═══ Data in this exercise ═══
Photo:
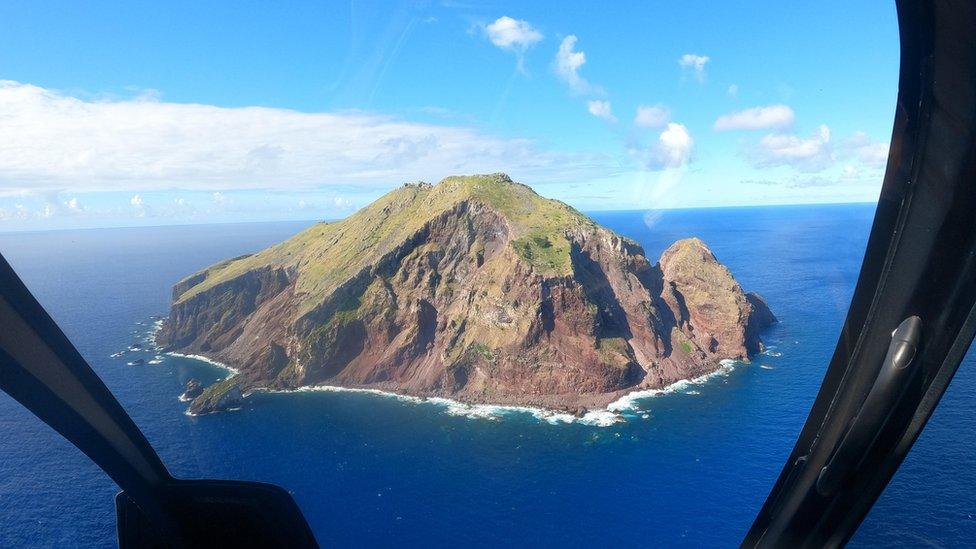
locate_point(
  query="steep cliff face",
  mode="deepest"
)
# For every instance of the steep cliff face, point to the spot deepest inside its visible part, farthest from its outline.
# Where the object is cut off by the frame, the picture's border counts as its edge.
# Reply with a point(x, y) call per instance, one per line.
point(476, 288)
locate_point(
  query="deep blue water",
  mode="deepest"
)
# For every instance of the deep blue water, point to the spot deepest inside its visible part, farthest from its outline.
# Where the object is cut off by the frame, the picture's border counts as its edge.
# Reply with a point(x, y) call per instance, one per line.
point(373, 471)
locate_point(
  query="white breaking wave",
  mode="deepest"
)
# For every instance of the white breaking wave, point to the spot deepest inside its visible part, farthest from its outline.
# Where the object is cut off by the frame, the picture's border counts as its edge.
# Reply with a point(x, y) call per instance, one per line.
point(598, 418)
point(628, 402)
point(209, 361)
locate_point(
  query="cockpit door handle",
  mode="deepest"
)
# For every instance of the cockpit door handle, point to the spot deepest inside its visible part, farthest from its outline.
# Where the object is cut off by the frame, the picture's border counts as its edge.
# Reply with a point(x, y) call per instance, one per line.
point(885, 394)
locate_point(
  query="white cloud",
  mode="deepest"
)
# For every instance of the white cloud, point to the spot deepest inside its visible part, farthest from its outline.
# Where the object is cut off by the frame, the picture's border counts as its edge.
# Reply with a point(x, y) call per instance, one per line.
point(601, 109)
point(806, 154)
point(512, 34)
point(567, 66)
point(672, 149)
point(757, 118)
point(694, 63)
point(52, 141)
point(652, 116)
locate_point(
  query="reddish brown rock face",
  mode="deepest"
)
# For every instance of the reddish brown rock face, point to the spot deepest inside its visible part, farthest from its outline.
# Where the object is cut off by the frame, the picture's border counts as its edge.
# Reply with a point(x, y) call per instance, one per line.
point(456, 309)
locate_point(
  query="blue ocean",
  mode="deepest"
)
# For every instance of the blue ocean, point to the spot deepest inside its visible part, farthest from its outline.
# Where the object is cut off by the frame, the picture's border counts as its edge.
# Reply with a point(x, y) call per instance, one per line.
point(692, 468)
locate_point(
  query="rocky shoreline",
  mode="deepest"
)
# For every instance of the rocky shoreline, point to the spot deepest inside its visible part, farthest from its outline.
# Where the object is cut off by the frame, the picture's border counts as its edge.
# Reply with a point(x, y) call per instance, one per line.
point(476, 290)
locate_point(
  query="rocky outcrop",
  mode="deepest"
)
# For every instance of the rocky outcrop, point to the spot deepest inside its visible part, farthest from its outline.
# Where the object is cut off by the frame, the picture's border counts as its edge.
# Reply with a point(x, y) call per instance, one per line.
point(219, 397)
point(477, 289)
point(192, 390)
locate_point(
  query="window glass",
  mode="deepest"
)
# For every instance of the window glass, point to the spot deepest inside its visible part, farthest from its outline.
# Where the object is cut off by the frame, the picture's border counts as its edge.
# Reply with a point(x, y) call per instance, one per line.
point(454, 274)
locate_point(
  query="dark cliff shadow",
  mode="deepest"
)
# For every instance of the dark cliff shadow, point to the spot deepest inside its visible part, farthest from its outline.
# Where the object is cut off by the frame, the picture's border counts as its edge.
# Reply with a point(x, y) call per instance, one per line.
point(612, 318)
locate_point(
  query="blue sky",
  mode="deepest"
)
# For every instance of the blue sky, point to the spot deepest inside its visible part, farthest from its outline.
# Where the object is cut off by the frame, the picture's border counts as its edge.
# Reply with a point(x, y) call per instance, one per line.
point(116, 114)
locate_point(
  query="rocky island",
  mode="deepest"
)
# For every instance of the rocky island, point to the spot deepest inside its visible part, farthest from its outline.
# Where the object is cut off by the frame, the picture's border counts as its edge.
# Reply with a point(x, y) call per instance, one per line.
═══
> [Task directions]:
An exact copy of all the records is required, with the pictures omitted.

> [Response to this exercise]:
Photo:
locate_point(
  query="steep cliff face",
  mode="deepest"
)
# For every instance of the steep cliff face, point to the spot deepest inside its visible part, farthest from its outline.
# Where the object is cut off by the frame, the picture's border counts as its edge.
# Reply with a point(x, y) call per instance, one per line.
point(476, 288)
locate_point(
  query="deep blue water",
  mode="deepest"
)
# For every instance of the deep blue water, point to the spot deepest inside its visible part, farthest from its outline.
# Where the object is cut off by the frame, the picture's border counts as its edge.
# Reply with a point(x, y) call per instance, one per line.
point(373, 471)
locate_point(
  query="white breaking wave",
  mode="deepest"
)
# For every instance of the white breaking wave, point to the spot deepest inside its visible part, farthest from its outline.
# Where the object is cut off by the frame, the picture's border counts as its edge.
# Reply with a point(x, y) call per instance, one per line.
point(598, 418)
point(628, 402)
point(209, 361)
locate_point(
  query="cockpit door handle",
  mode="deepest"
)
# For every instance of the cockpit door handle, point to the spot deepest inside its visible part, farthest from its outline.
# Where the object is cut off by the frame, the picture's border counts as its edge.
# Reply with a point(x, y) call per instance, one per line.
point(885, 394)
locate_point(
  query="white cloud",
  mode="deepest"
)
# For every instance of the white cloud, point to the spot deepest inside its visible part, farthest from its outline.
# Where the object is cut off by the frame, the picture's border counts as its edge.
# Reply with a point(x, y) call per instance, one per line.
point(601, 109)
point(806, 154)
point(512, 34)
point(567, 66)
point(672, 149)
point(757, 118)
point(694, 63)
point(52, 141)
point(652, 116)
locate_point(
  query="reddish brown rock face",
  mode="deepest"
)
# For every instance of the reddish brown rock face, point to the spot deepest inside its visible part, farthest from its outline.
# Where the object is cut off by the frame, the picture's border counts as its edge.
# Reply with a point(x, y) call per instance, one per line.
point(456, 309)
locate_point(
  query="blue ocean",
  mode="deepest"
)
# For every instance of the blue ocean, point to the spot deepest inside its visible part, farthest from its outline.
# Where the object is cut off by the frame, the picture's border counts as its edge.
# Reply with a point(x, y) call per instance, one per line.
point(692, 468)
locate_point(
  query="rocky shoreline",
  mode="deepest"
)
# For every instance of the rocky shoreline, point to the spot deepest inside its visible part, farthest from its outline.
# Where the object is cut off by the frame, the picture's border counts as its edge.
# Reply with a point(x, y) call per instance, one per line.
point(476, 290)
locate_point(
  query="rocky outcrop",
  mode="deepest"
)
# For every instance of the rocky outcrop, point to the spot deepest inside its visible part, farthest from its outline.
# Where the object is cut off by the frame, the picture's border counts as its edge.
# Reply with a point(x, y) call per instance, one per line.
point(219, 397)
point(477, 289)
point(192, 390)
locate_point(
  query="window glass",
  mode="deepest"
)
# For every instance of the window glass, point to the spot deepest inside its visible part, farthest from its outline.
# Where the object is cut off by the frame, the picture's border counts as its edge.
# Reply with a point(x, y) call per instance, one per line.
point(454, 274)
locate_point(
  query="dark cliff shadow",
  mode="deepest"
)
# For every instance of the dark cliff shadow, point to the spot deepest inside its visible part, farthest from its outline.
# Where the object is cut off by the frame, the picture's border counts as its edge.
# Reply with a point(x, y) call per instance, one per line.
point(612, 318)
locate_point(
  query="blue sky",
  mode="deepest"
)
# For every instance of the blue sky, point to the spot deepest inside its visible part, farthest from its outline.
# Where the object is cut off by the frame, the picture's border counts as its edge.
# Reply with a point(x, y) call per instance, one per line.
point(116, 114)
locate_point(
  query="rocky island",
  mode="deepest"
)
# For every instance of the rocky island, point to the spot deepest inside its visible part, farthest from its outline.
# Where the object is cut off by the frame, the picture's border counts as its edge.
# Reply with a point(x, y) call per instance, one per line.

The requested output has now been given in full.